__Task prompt__.
All lines from the one with "Query: sunglasses" through the end of the records below are to be given again exactly, and nothing else.
/---
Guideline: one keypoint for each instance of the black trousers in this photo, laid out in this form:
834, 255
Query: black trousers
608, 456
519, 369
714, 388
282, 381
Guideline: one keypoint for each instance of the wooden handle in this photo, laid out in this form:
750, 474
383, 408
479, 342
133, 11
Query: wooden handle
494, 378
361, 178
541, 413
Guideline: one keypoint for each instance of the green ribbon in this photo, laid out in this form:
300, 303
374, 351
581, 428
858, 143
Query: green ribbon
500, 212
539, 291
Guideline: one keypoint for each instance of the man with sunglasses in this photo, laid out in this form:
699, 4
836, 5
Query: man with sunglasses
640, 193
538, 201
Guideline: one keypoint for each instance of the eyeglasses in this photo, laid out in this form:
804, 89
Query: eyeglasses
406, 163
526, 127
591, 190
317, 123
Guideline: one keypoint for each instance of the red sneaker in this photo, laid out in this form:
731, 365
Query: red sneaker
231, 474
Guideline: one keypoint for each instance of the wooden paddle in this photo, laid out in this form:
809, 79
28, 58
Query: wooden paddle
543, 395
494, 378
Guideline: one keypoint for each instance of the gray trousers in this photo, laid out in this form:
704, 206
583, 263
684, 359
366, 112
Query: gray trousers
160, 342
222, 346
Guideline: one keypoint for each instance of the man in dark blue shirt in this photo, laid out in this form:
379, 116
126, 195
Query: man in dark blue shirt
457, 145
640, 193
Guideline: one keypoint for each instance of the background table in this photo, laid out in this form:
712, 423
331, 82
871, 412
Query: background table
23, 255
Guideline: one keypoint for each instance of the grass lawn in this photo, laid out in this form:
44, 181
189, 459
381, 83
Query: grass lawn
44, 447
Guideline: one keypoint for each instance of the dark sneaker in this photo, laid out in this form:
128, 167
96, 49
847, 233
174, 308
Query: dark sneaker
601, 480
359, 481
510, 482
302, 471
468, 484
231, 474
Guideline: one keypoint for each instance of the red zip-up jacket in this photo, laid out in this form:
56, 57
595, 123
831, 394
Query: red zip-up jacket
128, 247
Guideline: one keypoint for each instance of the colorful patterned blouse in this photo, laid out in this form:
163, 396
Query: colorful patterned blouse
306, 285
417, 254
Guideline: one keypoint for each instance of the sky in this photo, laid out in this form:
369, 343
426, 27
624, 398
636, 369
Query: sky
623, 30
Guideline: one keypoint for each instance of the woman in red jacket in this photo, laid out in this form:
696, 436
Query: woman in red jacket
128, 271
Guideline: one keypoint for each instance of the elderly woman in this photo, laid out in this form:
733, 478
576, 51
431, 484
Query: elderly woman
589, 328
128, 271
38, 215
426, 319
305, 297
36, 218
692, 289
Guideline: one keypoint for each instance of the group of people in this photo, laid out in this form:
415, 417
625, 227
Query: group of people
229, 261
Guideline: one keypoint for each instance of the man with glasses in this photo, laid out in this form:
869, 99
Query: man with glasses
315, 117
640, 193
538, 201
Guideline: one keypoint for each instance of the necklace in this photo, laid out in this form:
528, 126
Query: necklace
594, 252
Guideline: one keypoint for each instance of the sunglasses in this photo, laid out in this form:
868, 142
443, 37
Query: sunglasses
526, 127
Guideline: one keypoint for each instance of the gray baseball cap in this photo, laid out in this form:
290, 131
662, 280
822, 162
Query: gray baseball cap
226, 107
\---
__Result__.
Query: sunglasses
526, 127
Guideline: one keypoint for each instance of the gray baseball cap in this photo, laid out in this form:
290, 131
662, 280
822, 162
Query: gray baseball cap
226, 107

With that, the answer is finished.